▶ [Stored items from a collection]
• • • •
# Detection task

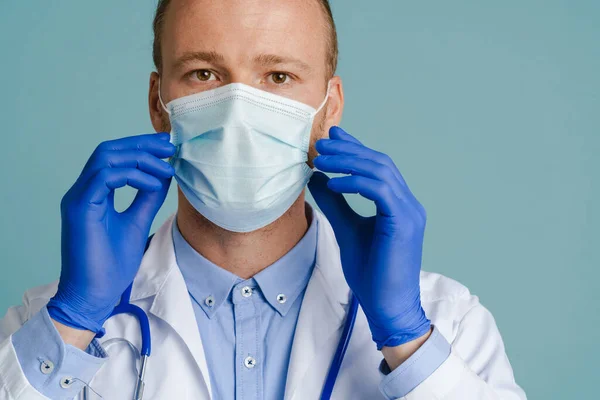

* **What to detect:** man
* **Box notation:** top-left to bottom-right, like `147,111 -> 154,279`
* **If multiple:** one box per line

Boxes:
0,0 -> 525,400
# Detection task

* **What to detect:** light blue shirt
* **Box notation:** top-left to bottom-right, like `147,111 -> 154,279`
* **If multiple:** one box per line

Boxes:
173,218 -> 317,400
12,208 -> 450,400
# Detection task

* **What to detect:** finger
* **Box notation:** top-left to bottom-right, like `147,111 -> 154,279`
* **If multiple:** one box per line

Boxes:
313,155 -> 414,200
78,150 -> 175,184
315,139 -> 407,186
329,126 -> 363,145
327,176 -> 399,217
124,178 -> 171,226
308,171 -> 358,232
82,168 -> 162,204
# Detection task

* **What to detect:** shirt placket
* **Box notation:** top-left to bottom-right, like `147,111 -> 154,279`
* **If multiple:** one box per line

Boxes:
232,282 -> 263,400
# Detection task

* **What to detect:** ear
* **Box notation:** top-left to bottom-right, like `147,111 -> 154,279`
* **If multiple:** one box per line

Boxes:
323,75 -> 344,135
148,72 -> 171,132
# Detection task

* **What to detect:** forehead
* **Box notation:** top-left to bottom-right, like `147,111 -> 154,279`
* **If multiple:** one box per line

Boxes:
161,0 -> 328,70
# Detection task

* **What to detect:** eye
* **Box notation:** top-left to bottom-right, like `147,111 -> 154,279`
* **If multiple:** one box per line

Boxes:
194,69 -> 215,82
271,72 -> 289,85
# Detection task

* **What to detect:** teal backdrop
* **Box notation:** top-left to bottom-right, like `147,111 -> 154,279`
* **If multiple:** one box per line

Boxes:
0,0 -> 600,400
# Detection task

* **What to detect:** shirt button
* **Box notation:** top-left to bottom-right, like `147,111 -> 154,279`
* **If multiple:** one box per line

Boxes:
242,286 -> 252,297
244,357 -> 256,369
60,376 -> 75,389
40,360 -> 54,375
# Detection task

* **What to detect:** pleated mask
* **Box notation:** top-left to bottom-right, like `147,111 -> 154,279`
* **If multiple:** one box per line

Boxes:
159,83 -> 329,232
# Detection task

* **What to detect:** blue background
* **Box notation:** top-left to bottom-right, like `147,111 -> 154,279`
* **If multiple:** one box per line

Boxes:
0,0 -> 600,399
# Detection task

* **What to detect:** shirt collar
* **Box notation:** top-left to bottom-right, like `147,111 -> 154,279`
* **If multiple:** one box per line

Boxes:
254,210 -> 318,316
172,209 -> 318,318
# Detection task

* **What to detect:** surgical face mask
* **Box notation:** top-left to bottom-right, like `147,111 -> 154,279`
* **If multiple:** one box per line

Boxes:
159,82 -> 329,232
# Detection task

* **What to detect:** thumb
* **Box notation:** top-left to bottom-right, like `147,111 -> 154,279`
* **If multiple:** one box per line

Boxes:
308,171 -> 358,232
125,178 -> 171,227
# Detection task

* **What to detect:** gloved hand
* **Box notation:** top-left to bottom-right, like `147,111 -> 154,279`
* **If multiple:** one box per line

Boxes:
48,133 -> 175,336
308,127 -> 431,350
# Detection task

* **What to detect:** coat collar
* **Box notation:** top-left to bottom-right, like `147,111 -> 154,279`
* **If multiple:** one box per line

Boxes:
131,203 -> 350,400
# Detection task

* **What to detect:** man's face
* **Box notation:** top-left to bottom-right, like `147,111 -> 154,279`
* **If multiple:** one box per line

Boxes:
149,0 -> 343,164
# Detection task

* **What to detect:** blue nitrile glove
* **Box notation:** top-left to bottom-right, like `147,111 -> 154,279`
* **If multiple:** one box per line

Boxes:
308,127 -> 431,349
48,133 -> 175,336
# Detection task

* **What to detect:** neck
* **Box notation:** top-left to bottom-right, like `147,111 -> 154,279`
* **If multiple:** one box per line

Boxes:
177,191 -> 312,279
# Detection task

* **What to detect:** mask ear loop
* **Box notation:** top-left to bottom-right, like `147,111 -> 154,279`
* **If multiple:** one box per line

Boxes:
158,77 -> 171,115
314,80 -> 331,115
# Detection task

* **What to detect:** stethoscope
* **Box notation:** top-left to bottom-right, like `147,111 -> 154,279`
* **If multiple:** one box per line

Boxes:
83,235 -> 358,400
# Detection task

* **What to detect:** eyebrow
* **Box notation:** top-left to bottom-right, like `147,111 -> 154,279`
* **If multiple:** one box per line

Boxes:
175,51 -> 311,71
254,54 -> 311,71
175,51 -> 225,69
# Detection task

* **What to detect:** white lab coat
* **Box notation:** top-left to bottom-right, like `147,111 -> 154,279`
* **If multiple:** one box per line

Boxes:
0,210 -> 525,400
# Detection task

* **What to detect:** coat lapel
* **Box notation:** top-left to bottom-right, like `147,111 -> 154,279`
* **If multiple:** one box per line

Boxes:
285,208 -> 350,400
131,216 -> 211,399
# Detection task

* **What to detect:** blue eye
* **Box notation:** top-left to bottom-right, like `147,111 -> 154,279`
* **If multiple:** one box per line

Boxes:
271,72 -> 289,85
194,69 -> 215,82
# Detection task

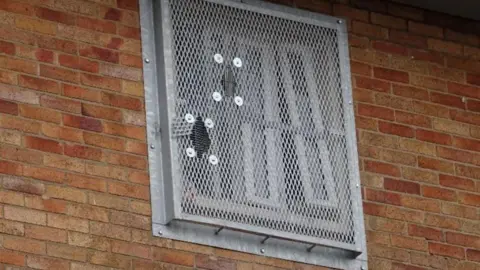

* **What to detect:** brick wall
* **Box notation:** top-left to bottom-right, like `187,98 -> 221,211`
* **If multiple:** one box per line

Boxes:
0,0 -> 480,270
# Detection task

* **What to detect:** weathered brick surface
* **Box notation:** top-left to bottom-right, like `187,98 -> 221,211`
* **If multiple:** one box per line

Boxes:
0,0 -> 480,270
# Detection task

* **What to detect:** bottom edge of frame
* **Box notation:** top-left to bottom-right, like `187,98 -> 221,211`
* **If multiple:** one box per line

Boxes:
152,220 -> 368,270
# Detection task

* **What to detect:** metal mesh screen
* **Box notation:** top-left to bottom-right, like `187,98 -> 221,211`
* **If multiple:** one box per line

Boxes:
165,0 -> 355,249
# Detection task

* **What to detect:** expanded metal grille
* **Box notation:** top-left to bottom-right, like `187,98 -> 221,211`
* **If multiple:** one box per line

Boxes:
169,0 -> 358,249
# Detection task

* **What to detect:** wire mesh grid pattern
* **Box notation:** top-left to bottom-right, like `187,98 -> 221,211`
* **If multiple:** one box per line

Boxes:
168,0 -> 357,249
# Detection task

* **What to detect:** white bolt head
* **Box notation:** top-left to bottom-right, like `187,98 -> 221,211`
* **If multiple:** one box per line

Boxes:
185,147 -> 197,157
212,92 -> 222,102
213,53 -> 223,64
185,113 -> 195,124
233,57 -> 242,67
208,155 -> 218,165
233,96 -> 243,106
205,118 -> 214,128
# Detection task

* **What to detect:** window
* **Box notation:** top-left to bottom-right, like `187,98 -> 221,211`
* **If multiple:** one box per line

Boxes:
141,0 -> 366,269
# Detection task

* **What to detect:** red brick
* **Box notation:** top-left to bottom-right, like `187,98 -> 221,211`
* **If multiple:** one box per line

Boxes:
83,132 -> 125,151
458,192 -> 480,207
437,147 -> 480,165
446,232 -> 480,249
427,39 -> 463,55
422,186 -> 457,201
27,255 -> 70,269
195,254 -> 237,270
373,67 -> 410,83
418,156 -> 455,174
333,4 -> 368,22
102,93 -> 143,111
120,54 -> 143,68
450,110 -> 480,126
103,122 -> 146,141
428,243 -> 465,259
0,0 -> 34,16
62,84 -> 101,102
378,121 -> 415,138
82,102 -> 122,121
105,153 -> 147,170
128,171 -> 150,185
352,21 -> 388,39
108,181 -> 150,200
63,114 -> 103,132
125,141 -> 148,156
112,241 -> 150,259
103,8 -> 122,21
4,58 -> 38,75
467,249 -> 480,262
370,12 -> 407,30
408,21 -> 443,38
25,224 -> 67,243
455,164 -> 480,179
440,174 -> 475,190
348,34 -> 370,49
77,16 -> 117,34
65,173 -> 107,192
23,166 -> 65,183
40,65 -> 79,83
372,41 -> 408,56
0,99 -> 18,115
453,137 -> 480,152
353,88 -> 375,103
464,73 -> 480,86
350,61 -> 372,76
390,30 -> 427,48
3,177 -> 45,195
355,76 -> 391,92
358,104 -> 395,121
79,45 -> 120,63
383,178 -> 420,194
40,95 -> 81,113
64,144 -> 103,161
58,54 -> 99,73
447,57 -> 480,73
0,41 -> 15,55
100,64 -> 143,81
413,100 -> 450,118
365,189 -> 401,205
117,0 -> 138,11
19,105 -> 62,124
430,92 -> 465,109
467,99 -> 480,112
118,25 -> 140,39
415,129 -> 452,145
18,75 -> 60,94
24,136 -> 63,154
393,84 -> 429,100
395,111 -> 432,128
410,49 -> 445,66
81,74 -> 122,92
153,248 -> 195,266
408,224 -> 443,241
448,82 -> 480,99
25,196 -> 67,214
37,36 -> 77,53
0,248 -> 25,266
42,123 -> 83,142
365,160 -> 400,177
36,7 -> 76,25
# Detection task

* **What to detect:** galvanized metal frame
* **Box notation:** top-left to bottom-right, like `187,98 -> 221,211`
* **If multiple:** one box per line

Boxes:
140,0 -> 367,269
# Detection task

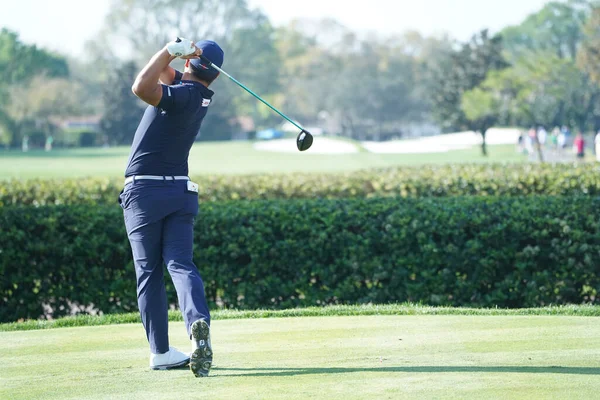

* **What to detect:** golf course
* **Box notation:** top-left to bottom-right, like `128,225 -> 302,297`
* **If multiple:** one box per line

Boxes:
0,135 -> 600,400
0,139 -> 526,179
0,306 -> 600,399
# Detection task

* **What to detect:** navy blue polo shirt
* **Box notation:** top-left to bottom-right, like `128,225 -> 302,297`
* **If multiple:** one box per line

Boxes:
125,80 -> 214,177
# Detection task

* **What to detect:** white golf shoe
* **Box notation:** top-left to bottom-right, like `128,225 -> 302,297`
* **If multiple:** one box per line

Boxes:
190,319 -> 213,377
150,347 -> 190,370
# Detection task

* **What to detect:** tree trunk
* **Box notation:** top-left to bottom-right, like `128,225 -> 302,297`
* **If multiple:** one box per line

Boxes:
534,130 -> 544,164
479,129 -> 488,157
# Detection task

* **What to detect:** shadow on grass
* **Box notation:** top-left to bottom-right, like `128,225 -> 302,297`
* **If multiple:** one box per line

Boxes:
213,366 -> 600,376
0,148 -> 128,159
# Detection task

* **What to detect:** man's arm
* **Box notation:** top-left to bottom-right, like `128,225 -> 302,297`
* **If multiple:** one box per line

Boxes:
131,47 -> 177,106
131,38 -> 202,107
159,67 -> 182,85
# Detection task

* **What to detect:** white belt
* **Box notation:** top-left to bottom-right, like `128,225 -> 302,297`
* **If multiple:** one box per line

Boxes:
125,175 -> 190,185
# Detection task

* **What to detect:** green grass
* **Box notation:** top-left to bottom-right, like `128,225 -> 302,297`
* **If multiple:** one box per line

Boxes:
0,315 -> 600,400
0,304 -> 600,332
0,139 -> 526,179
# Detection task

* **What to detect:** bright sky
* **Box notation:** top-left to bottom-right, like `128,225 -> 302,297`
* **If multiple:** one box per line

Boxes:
0,0 -> 548,55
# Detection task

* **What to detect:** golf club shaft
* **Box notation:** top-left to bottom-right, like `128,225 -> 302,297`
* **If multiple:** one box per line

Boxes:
• • • •
Repeat everything from the start of the material down to the line containing "12,208 -> 450,400", including that line, without the pictures.

▶ [Written solution]
# Detection task


* **What to detect:** man
* **Box notation:** top-left to bottom-right, like `147,111 -> 154,279`
* **If multiple:** one box per line

Boxes:
0,0 -> 525,400
# Detection task

* **What to detect:** light blue shirt
* **Box notation:** top-left to bottom-right, like `147,111 -> 154,279`
* **If multiple:** one box per line

Boxes:
173,218 -> 317,400
12,208 -> 450,400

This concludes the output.